## WORK REQUEST 1
List the three short exclamations that the narrator of the mammogram appointment account below wanted to scream in the waiting room.
## WORK REQUEST 2
Answer these questions using the mammogram appointment account below:
(a) What did the narrator take along to the appointment?
(b) About how many years younger was the narrator than the other women in the waiting room?
(c) Who had advised the narrator to pump as much milk as possible?
## WORK REQUEST 3
Carry on the account of the mammogram appointment below from its final sentence.

My appointment day found me seemingly controlled on the outside, with a pit of worry in my stomach. I pumped as much milk as I could like the nurse had advised me, and took my pump with me. I was dreading the thought of putting my lactating breasts into a mammogram machine, but I'd do what I had to do.
I was the youngest woman in the waiting room, probably by about 15-20 years. The looks of curiosity mixed with sympathy in the other women's eyes unnerved me. I wanted to scream, "I don't have Cancer! I'm fine! Really!" But instead, I kept my mouth shut and sat quietly waiting to be called.

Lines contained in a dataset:

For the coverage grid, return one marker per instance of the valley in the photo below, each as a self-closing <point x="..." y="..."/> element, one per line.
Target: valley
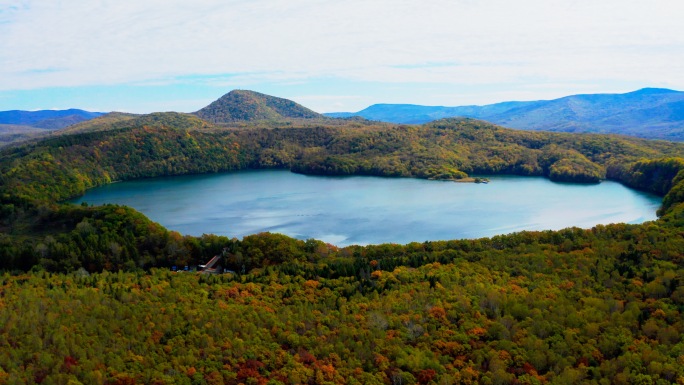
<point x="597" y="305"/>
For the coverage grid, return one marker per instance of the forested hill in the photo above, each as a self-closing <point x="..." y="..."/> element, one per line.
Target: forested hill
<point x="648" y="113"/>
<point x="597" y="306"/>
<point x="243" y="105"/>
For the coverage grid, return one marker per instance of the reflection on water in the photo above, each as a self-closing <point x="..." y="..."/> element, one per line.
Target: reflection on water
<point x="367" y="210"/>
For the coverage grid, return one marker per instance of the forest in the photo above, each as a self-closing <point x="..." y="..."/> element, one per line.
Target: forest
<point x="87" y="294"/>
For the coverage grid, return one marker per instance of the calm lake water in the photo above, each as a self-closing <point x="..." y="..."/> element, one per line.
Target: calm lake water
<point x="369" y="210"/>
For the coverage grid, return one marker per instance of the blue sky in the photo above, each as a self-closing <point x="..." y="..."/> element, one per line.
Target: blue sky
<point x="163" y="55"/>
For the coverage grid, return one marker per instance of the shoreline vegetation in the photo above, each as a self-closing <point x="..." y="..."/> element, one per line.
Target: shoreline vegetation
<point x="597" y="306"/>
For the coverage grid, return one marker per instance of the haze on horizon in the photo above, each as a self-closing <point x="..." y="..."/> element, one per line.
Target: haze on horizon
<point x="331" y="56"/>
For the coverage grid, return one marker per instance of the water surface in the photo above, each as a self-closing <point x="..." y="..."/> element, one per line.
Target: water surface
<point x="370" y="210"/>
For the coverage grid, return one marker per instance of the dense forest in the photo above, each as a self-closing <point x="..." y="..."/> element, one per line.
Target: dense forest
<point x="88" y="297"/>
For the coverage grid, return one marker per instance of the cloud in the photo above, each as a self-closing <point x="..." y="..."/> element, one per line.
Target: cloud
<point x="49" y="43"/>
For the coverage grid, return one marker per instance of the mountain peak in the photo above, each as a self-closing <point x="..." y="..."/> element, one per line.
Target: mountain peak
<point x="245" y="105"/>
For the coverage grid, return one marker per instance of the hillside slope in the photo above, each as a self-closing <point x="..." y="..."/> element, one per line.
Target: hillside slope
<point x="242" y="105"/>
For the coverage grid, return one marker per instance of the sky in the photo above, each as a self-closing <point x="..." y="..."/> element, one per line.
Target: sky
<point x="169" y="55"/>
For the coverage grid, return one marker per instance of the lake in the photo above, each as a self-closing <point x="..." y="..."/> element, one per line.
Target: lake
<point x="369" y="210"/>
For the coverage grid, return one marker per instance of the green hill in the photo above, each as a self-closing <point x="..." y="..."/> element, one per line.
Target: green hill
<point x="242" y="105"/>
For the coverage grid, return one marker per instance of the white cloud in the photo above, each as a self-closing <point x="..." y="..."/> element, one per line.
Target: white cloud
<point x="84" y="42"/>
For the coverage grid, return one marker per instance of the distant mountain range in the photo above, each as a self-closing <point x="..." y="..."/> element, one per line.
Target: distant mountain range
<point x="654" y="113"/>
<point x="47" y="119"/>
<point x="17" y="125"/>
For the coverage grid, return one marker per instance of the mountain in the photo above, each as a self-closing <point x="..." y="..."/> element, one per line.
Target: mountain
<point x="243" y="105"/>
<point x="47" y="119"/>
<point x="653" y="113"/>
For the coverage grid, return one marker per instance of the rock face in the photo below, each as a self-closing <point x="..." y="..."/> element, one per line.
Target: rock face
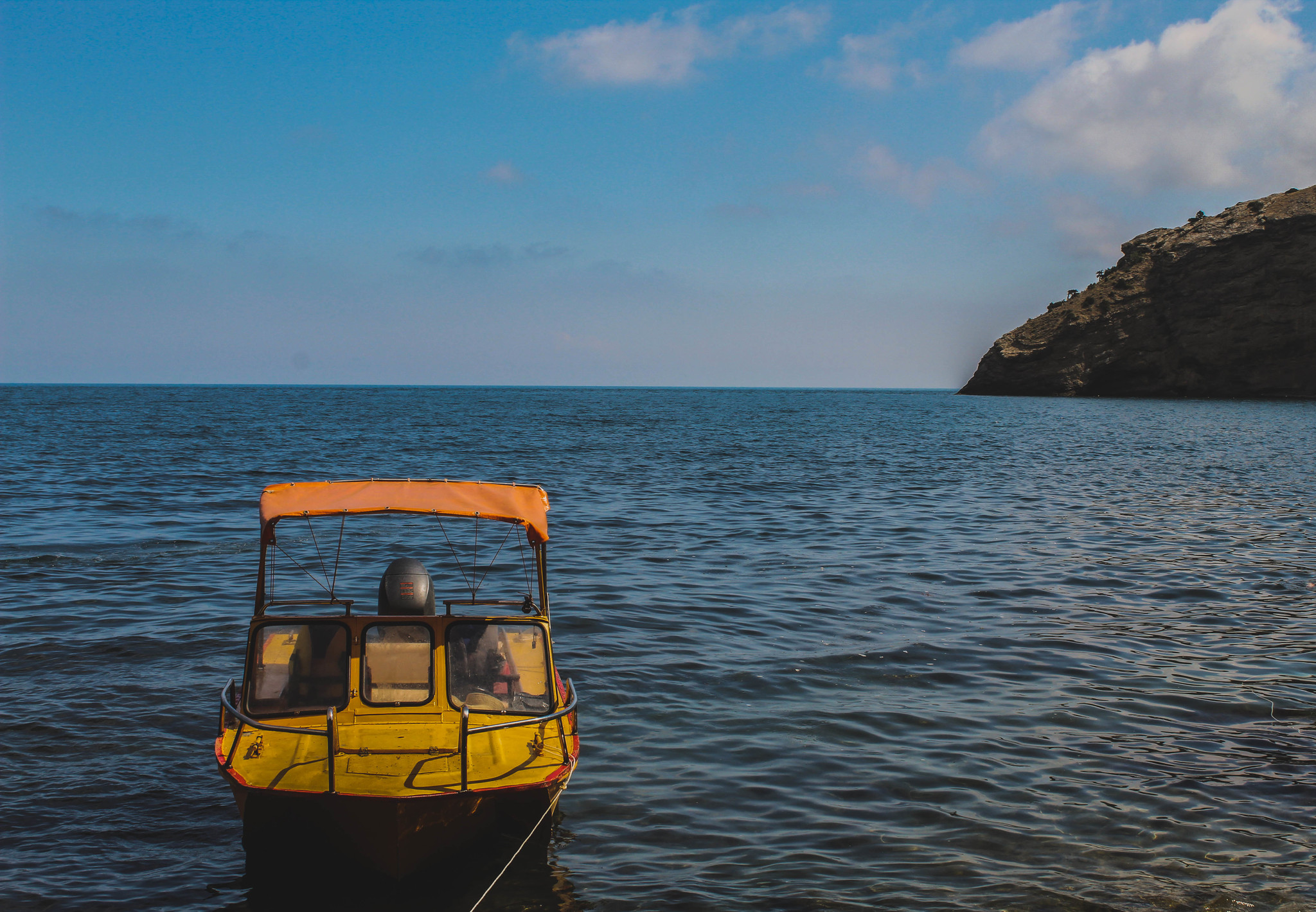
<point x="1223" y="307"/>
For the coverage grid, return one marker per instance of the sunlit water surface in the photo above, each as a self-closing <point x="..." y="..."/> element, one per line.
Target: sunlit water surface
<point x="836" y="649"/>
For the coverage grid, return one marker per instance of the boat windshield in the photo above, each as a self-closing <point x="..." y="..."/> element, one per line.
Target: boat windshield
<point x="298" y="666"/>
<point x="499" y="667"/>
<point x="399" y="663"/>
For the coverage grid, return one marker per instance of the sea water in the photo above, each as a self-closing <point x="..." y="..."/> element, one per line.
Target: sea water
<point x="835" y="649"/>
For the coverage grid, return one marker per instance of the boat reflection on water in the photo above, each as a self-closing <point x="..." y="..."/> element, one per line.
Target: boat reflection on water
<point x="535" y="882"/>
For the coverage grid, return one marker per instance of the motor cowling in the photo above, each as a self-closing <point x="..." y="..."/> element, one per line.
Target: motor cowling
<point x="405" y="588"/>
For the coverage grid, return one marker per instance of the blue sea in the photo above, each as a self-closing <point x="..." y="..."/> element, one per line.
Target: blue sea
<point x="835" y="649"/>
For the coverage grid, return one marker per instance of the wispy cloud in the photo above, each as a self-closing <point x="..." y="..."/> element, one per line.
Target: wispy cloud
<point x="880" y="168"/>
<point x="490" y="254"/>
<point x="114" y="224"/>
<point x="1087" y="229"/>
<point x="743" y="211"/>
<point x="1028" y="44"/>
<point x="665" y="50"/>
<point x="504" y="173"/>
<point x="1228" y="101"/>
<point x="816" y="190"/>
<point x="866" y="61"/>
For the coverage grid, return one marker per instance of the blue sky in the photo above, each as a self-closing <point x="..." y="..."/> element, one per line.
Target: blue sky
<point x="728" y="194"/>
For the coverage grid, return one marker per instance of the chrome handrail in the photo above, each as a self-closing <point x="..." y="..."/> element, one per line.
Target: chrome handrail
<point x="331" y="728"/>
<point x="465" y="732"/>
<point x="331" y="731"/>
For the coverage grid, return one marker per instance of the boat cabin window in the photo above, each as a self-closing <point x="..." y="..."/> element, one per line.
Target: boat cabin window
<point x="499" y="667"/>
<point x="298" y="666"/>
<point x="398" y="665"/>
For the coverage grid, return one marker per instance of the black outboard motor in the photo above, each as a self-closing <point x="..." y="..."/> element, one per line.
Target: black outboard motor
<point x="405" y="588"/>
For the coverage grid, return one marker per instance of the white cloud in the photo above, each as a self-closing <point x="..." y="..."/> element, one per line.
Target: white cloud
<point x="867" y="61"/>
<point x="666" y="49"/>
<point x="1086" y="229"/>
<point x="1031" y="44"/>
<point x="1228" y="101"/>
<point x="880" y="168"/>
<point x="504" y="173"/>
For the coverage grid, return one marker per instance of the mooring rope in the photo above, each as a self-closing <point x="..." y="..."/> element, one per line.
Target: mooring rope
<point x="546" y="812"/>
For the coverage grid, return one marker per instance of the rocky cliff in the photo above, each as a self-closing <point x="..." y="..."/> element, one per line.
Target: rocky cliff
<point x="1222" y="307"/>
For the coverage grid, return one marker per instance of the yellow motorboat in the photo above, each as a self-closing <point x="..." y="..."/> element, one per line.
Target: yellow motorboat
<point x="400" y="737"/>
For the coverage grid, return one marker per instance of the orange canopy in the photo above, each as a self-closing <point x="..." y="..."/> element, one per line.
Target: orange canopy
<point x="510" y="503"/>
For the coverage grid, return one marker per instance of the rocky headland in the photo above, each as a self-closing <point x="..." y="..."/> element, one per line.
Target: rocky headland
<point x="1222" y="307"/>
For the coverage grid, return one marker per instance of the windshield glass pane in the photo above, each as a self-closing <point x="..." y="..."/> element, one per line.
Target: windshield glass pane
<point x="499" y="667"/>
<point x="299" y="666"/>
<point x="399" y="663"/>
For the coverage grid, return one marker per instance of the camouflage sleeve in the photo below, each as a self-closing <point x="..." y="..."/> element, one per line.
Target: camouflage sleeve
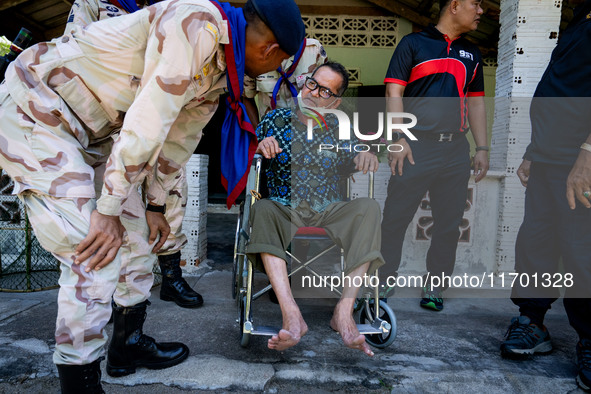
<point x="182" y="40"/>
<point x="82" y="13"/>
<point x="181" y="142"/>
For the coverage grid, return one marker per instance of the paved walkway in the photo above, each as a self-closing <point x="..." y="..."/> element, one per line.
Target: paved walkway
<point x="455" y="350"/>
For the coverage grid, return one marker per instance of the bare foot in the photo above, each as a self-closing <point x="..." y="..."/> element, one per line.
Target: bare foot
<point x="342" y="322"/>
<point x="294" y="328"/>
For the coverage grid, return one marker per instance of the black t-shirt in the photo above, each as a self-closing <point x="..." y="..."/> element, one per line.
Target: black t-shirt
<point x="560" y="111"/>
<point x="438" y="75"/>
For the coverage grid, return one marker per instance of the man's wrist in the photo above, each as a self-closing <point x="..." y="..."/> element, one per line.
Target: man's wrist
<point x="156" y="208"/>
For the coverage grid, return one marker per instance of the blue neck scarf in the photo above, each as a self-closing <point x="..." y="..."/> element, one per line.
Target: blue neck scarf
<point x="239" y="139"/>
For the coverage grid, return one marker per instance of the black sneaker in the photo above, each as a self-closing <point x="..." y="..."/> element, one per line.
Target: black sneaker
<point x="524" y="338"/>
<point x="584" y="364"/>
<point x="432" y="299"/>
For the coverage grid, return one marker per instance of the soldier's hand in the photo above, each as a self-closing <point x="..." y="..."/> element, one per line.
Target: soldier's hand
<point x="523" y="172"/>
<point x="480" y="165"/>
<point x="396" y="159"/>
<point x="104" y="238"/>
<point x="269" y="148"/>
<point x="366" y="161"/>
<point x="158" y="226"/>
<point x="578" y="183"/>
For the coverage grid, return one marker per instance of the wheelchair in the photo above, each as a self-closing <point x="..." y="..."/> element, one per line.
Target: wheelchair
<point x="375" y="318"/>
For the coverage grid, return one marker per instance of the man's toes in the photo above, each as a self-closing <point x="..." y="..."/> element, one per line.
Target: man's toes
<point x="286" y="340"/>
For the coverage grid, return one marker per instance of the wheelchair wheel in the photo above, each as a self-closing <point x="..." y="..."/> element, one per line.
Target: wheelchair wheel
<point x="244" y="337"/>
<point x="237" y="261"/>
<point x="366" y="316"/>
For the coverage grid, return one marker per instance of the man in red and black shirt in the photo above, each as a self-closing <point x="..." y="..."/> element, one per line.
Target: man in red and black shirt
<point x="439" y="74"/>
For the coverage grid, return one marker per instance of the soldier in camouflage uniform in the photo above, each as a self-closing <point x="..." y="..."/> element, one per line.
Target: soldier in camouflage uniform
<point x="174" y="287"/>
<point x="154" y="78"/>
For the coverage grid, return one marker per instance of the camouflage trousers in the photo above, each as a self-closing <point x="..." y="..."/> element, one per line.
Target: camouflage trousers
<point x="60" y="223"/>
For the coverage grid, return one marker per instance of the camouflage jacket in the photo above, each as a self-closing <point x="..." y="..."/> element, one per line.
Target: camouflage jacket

## TASK OUTPUT 1
"I don't have Cancer!"
"I'm fine!"
"Really!"

## TASK OUTPUT 2
(a) The pump.
(b) By about 15-20 years.
(c) The nurse.

## TASK OUTPUT 3
As I sat there, I tried to steel myself for what this appointment could bring, but how do you prepare yourself for the worst? My mind kept going back to the Munchkin, the Wiz, and how much I wanted to be there for both of them. It occurred to me that the strength that it takes for women diagnosed with any kind of cancer is immeasurable, and I felt sure that I did not possess such strength. I started looking around at the women sitting in the waiting room. Some with bald heads, or a slight fuzzy covering of downy hair starting to grow in. I wondered if they worried,"What if it's back? What if it's not gone yet?" Others with no signs that Cancer had touched them yet, waiting for their routine yearly mammogram. I could imagine that tiny voice, that tiny fear in the back of their minds,"What if they find something?"
I said a silent prayer for all of us- all women- that we would have the strength to face whatever we were dealt today.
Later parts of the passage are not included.